[Stored items]
*****

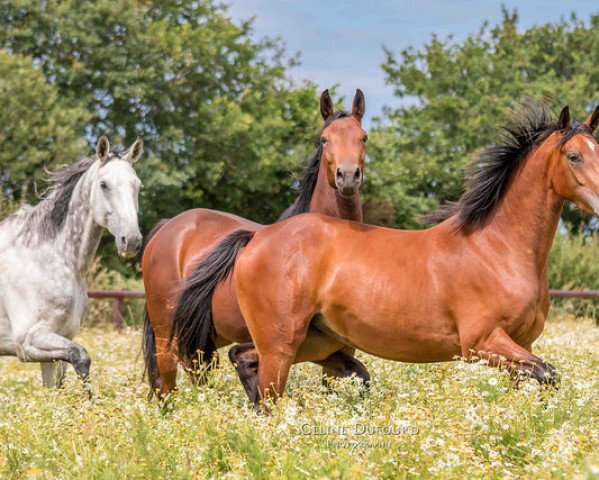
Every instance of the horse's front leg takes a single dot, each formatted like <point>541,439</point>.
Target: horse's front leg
<point>53,373</point>
<point>41,344</point>
<point>501,351</point>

*****

Transcribe each entry exactly; images stay out.

__WRITTEN ANSWER__
Every instance of the horse's front leg takes a single dot, each formatted like <point>541,439</point>.
Target: horse's front leg
<point>53,373</point>
<point>41,344</point>
<point>501,351</point>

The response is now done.